(Text under study)
=-=-=-=-=

The following post is written by Reality Tours Summer Intern Bryan Weiner. Bryan traveled to Cuba with Global Exchange and the Monterey Institute of International Studies for a graduate studies class.

San Francisco Pride Celebrations. Photo by Cary Bass.

San Francisco Pride Celebrations. Photo by Cary Bass.

Last week was marked by landmark Lesbian, Gay, Bisexual and Transgender (LGBT) rights decisions by the Supreme Court of the United States. These decisions have been celebrated around the United States during the gay pride marches that typically occur in the month of June. But what is the state of the LGBT rights movement in the rest of the world? Through a Global Exchange Reality Tour to Cuba with the Monterey Institute of International Studies, I had the unique opportunity to look at the complicated situation of gay rights in this complex Caribbean nation.

Bryan Weiner in Cuba

Bryan Weiner in Cuba

When I was preparing for my trip to Cuba, I heard many different, contrasting viewpoints on the status of the LGBT community, which seemed to fall in line with the very diverse opinions that I heard about every other segment of Cuban society after the Revolution. Many, both within and outside of Cuba, have held up the LGBT movement in Cuba as an example for the rest of Latin America to follow, while others have claimed that homosexuals are still facing extreme levels of discrimination and abuse. I knew that, like everything else that I had heard and read about Cuba, the truth of the matter probably fell somewhere in the middle of the highly polemical rhetoric.

=-=-=-=-=

(Given data)
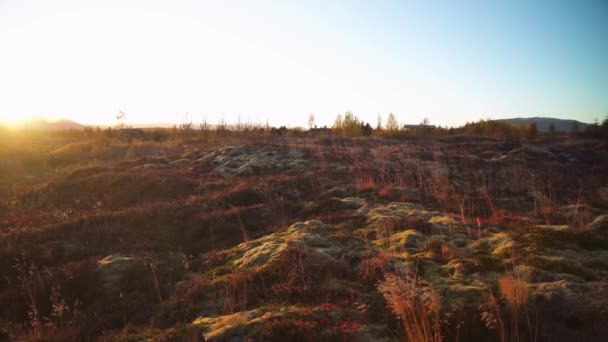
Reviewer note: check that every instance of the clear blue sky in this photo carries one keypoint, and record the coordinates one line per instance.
(453, 61)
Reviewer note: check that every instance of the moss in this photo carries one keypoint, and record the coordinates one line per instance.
(559, 265)
(409, 239)
(490, 263)
(246, 323)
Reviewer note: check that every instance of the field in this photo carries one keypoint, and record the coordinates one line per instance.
(302, 237)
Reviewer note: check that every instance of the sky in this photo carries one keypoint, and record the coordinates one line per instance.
(278, 61)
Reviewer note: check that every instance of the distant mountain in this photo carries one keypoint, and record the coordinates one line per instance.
(43, 124)
(542, 124)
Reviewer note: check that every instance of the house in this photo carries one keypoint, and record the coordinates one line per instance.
(131, 133)
(319, 130)
(418, 127)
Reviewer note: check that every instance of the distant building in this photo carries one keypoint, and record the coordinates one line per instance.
(131, 133)
(319, 130)
(419, 130)
(418, 127)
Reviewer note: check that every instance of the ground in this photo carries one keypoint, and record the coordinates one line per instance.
(310, 239)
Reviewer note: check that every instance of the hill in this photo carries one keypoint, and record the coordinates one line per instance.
(542, 124)
(43, 124)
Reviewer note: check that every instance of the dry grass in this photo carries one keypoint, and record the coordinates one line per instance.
(417, 305)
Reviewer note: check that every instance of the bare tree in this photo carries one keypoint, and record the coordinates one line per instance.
(311, 121)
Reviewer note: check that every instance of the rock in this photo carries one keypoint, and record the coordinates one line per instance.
(463, 267)
(555, 228)
(189, 155)
(599, 225)
(409, 239)
(180, 162)
(148, 166)
(160, 160)
(113, 268)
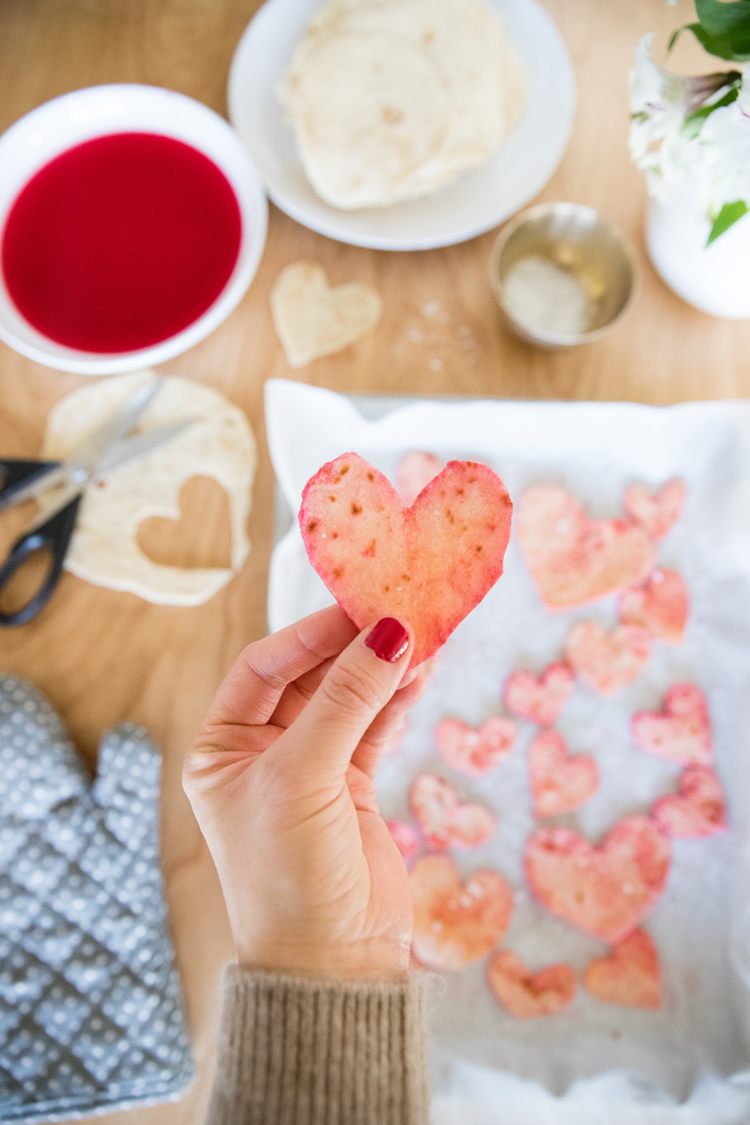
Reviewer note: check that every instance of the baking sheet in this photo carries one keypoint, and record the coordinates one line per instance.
(594, 1062)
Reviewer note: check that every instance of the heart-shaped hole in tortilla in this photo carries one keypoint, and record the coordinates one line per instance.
(201, 538)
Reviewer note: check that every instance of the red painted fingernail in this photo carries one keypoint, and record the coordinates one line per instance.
(388, 640)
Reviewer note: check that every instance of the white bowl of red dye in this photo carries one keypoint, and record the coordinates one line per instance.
(132, 223)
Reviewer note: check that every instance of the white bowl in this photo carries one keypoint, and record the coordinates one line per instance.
(99, 110)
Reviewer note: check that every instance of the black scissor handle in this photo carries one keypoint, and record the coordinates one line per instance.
(16, 475)
(54, 536)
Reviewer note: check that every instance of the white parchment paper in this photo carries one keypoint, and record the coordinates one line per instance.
(594, 1063)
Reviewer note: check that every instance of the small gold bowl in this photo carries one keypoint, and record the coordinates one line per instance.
(562, 275)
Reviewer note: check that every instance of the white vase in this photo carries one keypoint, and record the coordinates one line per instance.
(715, 278)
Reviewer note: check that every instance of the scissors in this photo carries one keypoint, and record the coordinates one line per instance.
(62, 485)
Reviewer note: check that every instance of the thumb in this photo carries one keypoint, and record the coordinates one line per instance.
(355, 689)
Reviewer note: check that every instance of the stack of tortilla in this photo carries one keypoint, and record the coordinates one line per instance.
(392, 99)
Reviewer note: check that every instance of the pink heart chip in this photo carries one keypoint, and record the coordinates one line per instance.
(660, 604)
(443, 819)
(415, 470)
(541, 699)
(559, 783)
(530, 995)
(630, 975)
(457, 923)
(656, 512)
(427, 565)
(574, 559)
(681, 731)
(607, 890)
(607, 662)
(698, 811)
(405, 838)
(472, 752)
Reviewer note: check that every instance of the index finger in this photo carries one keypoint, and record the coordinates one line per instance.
(253, 686)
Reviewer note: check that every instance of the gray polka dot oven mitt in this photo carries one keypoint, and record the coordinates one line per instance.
(90, 1006)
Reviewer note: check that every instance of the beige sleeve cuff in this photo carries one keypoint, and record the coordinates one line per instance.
(294, 1051)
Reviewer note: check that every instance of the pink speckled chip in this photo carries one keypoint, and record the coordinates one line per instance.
(540, 699)
(472, 750)
(457, 923)
(630, 975)
(444, 820)
(660, 604)
(527, 995)
(415, 470)
(656, 512)
(681, 731)
(607, 662)
(559, 783)
(574, 559)
(699, 810)
(427, 565)
(606, 890)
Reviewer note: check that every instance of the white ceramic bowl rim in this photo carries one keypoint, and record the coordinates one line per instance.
(98, 110)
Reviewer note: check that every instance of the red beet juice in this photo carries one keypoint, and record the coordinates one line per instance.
(120, 242)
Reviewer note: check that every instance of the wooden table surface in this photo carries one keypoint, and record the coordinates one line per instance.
(102, 657)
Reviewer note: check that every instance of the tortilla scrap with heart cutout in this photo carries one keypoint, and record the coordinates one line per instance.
(607, 662)
(475, 752)
(527, 995)
(574, 559)
(630, 975)
(414, 471)
(559, 783)
(681, 731)
(656, 512)
(313, 320)
(444, 820)
(427, 565)
(661, 604)
(606, 890)
(454, 921)
(540, 699)
(405, 838)
(105, 548)
(699, 810)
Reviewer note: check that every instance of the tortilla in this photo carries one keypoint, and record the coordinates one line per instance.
(219, 444)
(314, 320)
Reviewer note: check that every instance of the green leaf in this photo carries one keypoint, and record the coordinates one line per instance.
(694, 122)
(726, 217)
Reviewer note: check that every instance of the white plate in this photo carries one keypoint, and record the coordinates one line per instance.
(479, 200)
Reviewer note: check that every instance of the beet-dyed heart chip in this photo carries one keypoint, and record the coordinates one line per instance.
(559, 783)
(527, 995)
(574, 559)
(427, 565)
(681, 731)
(630, 975)
(656, 512)
(541, 699)
(475, 752)
(457, 923)
(660, 604)
(698, 811)
(607, 662)
(607, 890)
(415, 470)
(444, 820)
(405, 838)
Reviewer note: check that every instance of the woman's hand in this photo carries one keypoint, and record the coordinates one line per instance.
(281, 782)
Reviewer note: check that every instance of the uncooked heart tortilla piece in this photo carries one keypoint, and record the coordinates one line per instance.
(313, 320)
(427, 565)
(218, 444)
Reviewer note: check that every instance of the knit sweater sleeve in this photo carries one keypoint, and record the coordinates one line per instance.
(306, 1052)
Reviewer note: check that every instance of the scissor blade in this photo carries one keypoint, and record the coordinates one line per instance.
(89, 456)
(128, 449)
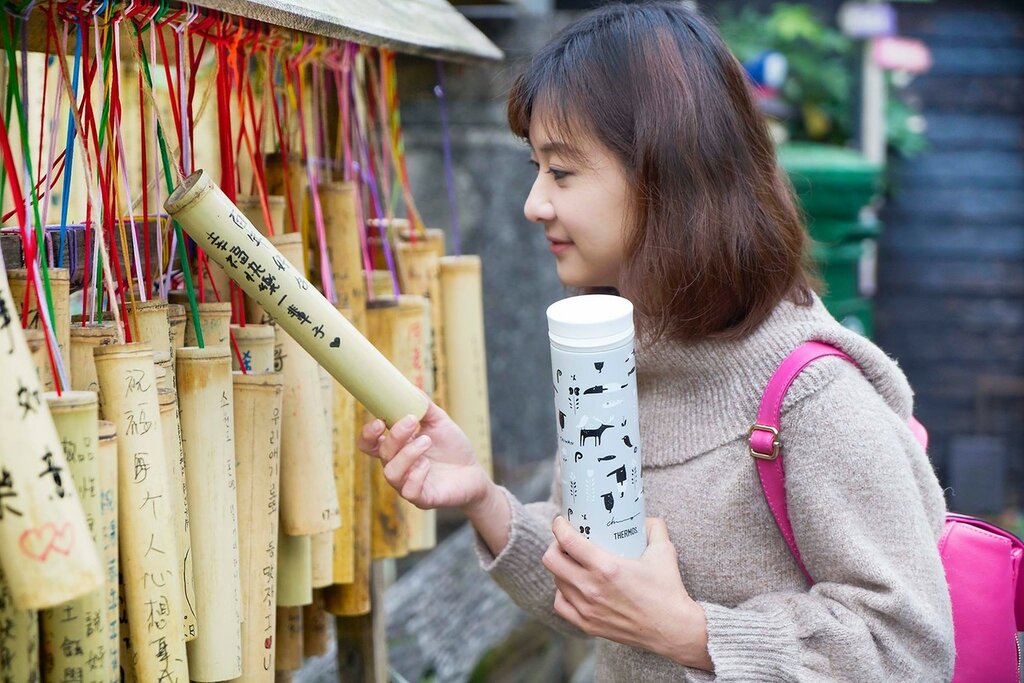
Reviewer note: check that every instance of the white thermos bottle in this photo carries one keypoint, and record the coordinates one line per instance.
(594, 376)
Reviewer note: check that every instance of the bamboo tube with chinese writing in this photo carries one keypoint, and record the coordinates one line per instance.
(221, 229)
(60, 292)
(171, 426)
(83, 340)
(257, 435)
(249, 204)
(389, 536)
(295, 570)
(204, 377)
(315, 629)
(18, 639)
(462, 289)
(46, 553)
(419, 272)
(148, 324)
(107, 454)
(74, 638)
(146, 536)
(288, 651)
(215, 316)
(255, 346)
(412, 335)
(176, 324)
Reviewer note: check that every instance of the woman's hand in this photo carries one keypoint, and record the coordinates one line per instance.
(639, 602)
(436, 469)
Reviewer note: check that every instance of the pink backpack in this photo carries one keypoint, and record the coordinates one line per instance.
(980, 559)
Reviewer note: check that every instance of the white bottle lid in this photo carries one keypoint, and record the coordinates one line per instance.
(590, 322)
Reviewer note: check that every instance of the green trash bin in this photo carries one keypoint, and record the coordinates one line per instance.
(829, 180)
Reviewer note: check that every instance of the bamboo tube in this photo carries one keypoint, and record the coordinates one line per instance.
(171, 427)
(419, 272)
(45, 550)
(18, 639)
(215, 316)
(289, 647)
(343, 439)
(83, 340)
(107, 454)
(467, 380)
(176, 317)
(60, 291)
(150, 324)
(152, 575)
(40, 357)
(219, 227)
(412, 339)
(308, 500)
(257, 435)
(294, 189)
(81, 621)
(389, 536)
(204, 377)
(256, 347)
(249, 204)
(352, 599)
(315, 631)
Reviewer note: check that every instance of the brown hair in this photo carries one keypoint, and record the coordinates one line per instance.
(716, 241)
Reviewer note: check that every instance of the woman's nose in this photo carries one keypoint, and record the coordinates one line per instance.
(539, 208)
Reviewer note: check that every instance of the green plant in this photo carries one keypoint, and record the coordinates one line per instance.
(822, 62)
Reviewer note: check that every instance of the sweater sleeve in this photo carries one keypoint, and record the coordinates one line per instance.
(518, 568)
(866, 511)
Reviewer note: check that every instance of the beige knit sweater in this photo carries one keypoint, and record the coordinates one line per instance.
(865, 506)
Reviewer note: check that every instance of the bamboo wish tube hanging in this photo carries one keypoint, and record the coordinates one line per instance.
(389, 535)
(171, 427)
(467, 380)
(81, 621)
(153, 583)
(107, 454)
(60, 291)
(204, 377)
(256, 344)
(257, 437)
(46, 552)
(224, 233)
(83, 340)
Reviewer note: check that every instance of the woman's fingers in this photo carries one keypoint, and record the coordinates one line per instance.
(397, 468)
(370, 437)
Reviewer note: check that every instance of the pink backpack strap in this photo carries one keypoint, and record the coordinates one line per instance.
(766, 443)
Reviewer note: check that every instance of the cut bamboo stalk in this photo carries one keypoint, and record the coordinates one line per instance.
(81, 621)
(389, 536)
(295, 570)
(107, 454)
(255, 346)
(467, 380)
(289, 641)
(315, 631)
(222, 231)
(45, 550)
(83, 340)
(60, 291)
(215, 316)
(171, 428)
(204, 377)
(257, 435)
(152, 575)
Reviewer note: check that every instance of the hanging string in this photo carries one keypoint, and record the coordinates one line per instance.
(446, 146)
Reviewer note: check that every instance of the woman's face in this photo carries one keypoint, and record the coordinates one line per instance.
(580, 197)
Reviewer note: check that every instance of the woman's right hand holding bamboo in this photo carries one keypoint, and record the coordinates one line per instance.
(430, 463)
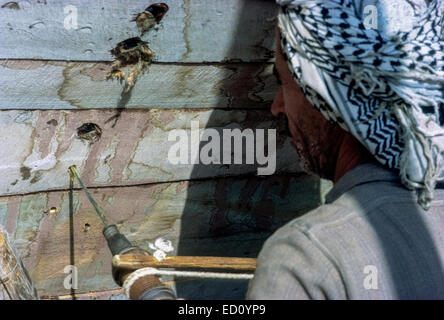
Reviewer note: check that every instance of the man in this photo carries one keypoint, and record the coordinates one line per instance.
(366, 110)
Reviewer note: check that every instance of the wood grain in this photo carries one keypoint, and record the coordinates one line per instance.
(29, 84)
(191, 31)
(214, 217)
(14, 280)
(39, 146)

=-=-=-=-=

(Requirement 1) Shorten the paragraph of the post on gay rights in Cuba that begins "When I was preparing for my trip to Cuba," keeping its main facts.
(Requirement 2) Repeat everything in the post on gay rights in Cuba from "When I was preparing" down to "highly polemical rhetoric.".
The records have nothing to do with the work here.

(Response box 1) Before the trip to Cuba, the writer heard clashing views on the LGBT community there. These matched the wide range of opinions about every part of Cuban society since the Revolution. Some people, in Cuba and abroad, hold up Cuba's LGBT movement as a model for the rest of Latin America. Others say gay people there still face extreme discrimination and abuse. The writer expected the truth to lie somewhere between these heated claims.

(Response box 2)
When I was preparing for my trip to Cuba, I heard many different, contrasting viewpoints on the status of the LGBT community, which seemed to fall in line with the very diverse opinions that I heard about every other segment of Cuban society after the Revolution. Many, both within and outside of Cuba, have held up the LGBT movement in Cuba as an example for the rest of Latin America to follow, while others have claimed that homosexuals are still facing extreme levels of discrimination and abuse. I knew that, like everything else that I had heard and read about Cuba, the truth of the matter probably fell somewhere in the middle of the highly polemical rhetoric.